MATERIAL SHOWN —
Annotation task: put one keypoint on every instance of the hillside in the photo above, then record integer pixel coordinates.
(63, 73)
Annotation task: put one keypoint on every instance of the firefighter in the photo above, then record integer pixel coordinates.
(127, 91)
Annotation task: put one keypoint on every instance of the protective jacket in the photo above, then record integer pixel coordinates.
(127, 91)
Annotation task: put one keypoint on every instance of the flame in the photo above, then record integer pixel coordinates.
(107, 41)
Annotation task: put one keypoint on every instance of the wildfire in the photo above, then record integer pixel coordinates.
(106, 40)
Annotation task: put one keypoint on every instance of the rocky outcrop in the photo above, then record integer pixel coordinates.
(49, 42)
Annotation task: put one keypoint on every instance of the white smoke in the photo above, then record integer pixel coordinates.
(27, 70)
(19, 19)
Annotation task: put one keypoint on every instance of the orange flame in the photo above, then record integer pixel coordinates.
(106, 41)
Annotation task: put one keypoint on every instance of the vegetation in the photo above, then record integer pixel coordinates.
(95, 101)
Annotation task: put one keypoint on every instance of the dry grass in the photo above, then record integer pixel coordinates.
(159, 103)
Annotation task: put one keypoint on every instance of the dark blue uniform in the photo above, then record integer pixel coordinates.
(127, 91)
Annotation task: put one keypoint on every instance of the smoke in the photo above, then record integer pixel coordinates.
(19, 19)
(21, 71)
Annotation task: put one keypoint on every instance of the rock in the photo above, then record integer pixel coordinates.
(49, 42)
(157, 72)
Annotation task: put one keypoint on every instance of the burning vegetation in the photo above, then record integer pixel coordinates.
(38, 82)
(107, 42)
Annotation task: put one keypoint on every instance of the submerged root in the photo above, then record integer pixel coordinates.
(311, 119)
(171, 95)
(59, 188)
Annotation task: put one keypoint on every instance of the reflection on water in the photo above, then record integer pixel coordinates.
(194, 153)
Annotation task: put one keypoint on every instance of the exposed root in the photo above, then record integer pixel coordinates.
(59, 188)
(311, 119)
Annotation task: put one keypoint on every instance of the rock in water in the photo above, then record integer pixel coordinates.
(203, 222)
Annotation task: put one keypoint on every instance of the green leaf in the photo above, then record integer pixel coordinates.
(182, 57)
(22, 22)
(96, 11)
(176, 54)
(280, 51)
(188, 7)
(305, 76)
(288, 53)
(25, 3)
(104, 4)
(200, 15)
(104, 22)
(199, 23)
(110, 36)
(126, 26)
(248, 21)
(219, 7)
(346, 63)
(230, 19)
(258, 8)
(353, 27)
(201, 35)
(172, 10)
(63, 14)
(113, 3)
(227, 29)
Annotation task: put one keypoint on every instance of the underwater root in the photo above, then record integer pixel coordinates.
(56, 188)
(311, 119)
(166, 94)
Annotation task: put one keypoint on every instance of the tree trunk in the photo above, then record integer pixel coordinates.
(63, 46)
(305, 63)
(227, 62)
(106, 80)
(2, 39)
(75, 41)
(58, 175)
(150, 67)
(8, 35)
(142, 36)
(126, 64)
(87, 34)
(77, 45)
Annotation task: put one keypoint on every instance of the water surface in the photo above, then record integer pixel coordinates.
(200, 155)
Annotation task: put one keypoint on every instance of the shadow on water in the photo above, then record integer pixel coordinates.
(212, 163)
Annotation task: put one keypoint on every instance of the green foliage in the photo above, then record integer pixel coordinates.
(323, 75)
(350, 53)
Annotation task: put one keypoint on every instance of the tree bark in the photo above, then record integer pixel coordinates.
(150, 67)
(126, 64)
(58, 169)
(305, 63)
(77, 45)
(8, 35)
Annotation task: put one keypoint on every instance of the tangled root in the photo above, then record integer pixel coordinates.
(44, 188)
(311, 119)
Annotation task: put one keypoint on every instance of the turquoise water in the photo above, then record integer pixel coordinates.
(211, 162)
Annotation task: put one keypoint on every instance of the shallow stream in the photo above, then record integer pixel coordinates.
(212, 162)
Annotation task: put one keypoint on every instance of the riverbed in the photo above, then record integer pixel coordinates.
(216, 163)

TASK INSTRUCTIONS —
The records shown earlier should all be returned verbatim.

THE COMPLETED TASK —
Annotation task: put one keypoint on every instance of the hillside in the photo above, then record integer pixel coordinates.
(63, 73)
Annotation task: put one keypoint on every instance of the firefighter in the photo above, then record integer pixel coordinates.
(127, 91)
Annotation task: put one keypoint on every instance of the protective jacket in the photo above, then record integer pixel coordinates.
(127, 91)
Annotation task: put one keypoint on every instance of the flame in the photo above, then record integer pixel coordinates.
(107, 41)
Annotation task: put one keypoint on every instance of the wildfire in the photo above, then record integer pixel coordinates.
(106, 40)
Annotation task: put one keypoint on every instance of the rocky outcrop in the photo above, then record integer pixel coordinates.
(49, 42)
Annotation task: put one keypoint on every instance of the white smoke in the photo above, then record integer pixel coordinates.
(27, 70)
(19, 19)
Annotation task: put one keypoint on every instance of the orange flame in the photo above, then record integer pixel coordinates.
(106, 41)
Annotation task: put one keypoint on every instance of the vegetation in the photo above, then record integer pixel coordinates.
(95, 101)
Annotation task: put one keypoint on every instance of the dry grass in the photo above, then record integer pixel coordinates.
(159, 103)
Annotation task: put one keypoint on every instance of the dark blue uniform in the photo above, then record integer pixel coordinates.
(127, 91)
Annotation task: put one keypoint on every instance of the smoke in the photo above, then record integer pixel coordinates.
(19, 19)
(21, 71)
Annotation task: put one keypoint on every instance of the rock in the photo above, then record integer pixel coordinates.
(49, 42)
(157, 72)
Annotation task: put one keypoint on every instance of the burning vegetation in the photo above, then record integer pixel coordinates.
(38, 82)
(107, 42)
Annotation task: put one keypoint on every instance of the submerged root in the photo above, then record integer pixel coordinates.
(311, 119)
(171, 95)
(59, 188)
Annotation task: put one keypoint on every instance of the reflection on water in the photo above, then record integer pixel coordinates.
(194, 153)
Annotation task: put one keypoint on every instance of the exposed root in the photo above, then record integer pixel coordinates.
(59, 188)
(311, 119)
Annotation task: put one keypoint on every instance of the rock in water in the photo above, then record integer pixel coordinates.
(203, 222)
Annotation task: put one keypoint on every instance of the green leaf in the photo above, then record integer pixel coordinates.
(182, 57)
(22, 22)
(96, 11)
(176, 54)
(280, 51)
(188, 7)
(305, 76)
(288, 53)
(25, 3)
(104, 4)
(200, 15)
(104, 22)
(199, 23)
(110, 36)
(126, 26)
(248, 21)
(219, 7)
(346, 63)
(230, 19)
(258, 8)
(353, 27)
(201, 35)
(172, 10)
(63, 14)
(113, 3)
(227, 29)
Annotation task: put one keypoint on every instance of the underwater root in the photo above, then record integer pixel coordinates.
(56, 188)
(311, 119)
(166, 94)
Annotation task: put one keypoint on every instance of the tree trunk in the photo above, then record integer pixel coordinates.
(63, 46)
(305, 63)
(227, 62)
(106, 80)
(2, 39)
(75, 41)
(58, 175)
(150, 67)
(8, 35)
(142, 36)
(126, 64)
(87, 34)
(77, 45)
Annotation task: put one keypoint on every instance of the water surface in the photo above, then record integer pixel coordinates.
(200, 155)
Annotation task: put one keypoint on every instance of the shadow on water in the photo above, then record integer pixel coordinates.
(212, 163)
Annotation task: put one keypoint on every instance of the green foliage in the photo above, then record integer pixel coordinates.
(323, 75)
(350, 53)
Annotation task: put one keypoint on every instance of the tree bark in the photo above, then record integer pixel coordinates.
(150, 67)
(126, 64)
(58, 169)
(305, 63)
(77, 45)
(8, 35)
Annotation task: put one keypoint on every instance of the tangled root in the photo above, then record integer pixel coordinates.
(44, 188)
(311, 119)
Annotation task: put one keypoint on every instance of the turquoise water in the photo above, then record integer pixel coordinates.
(211, 162)
Annotation task: put one keypoint on every instance of the shallow stream in the photo above, then record integer pixel coordinates.
(212, 162)
Annotation task: put one keypoint on every instance of the riverbed in the photo above, then record integer pixel coordinates.
(216, 163)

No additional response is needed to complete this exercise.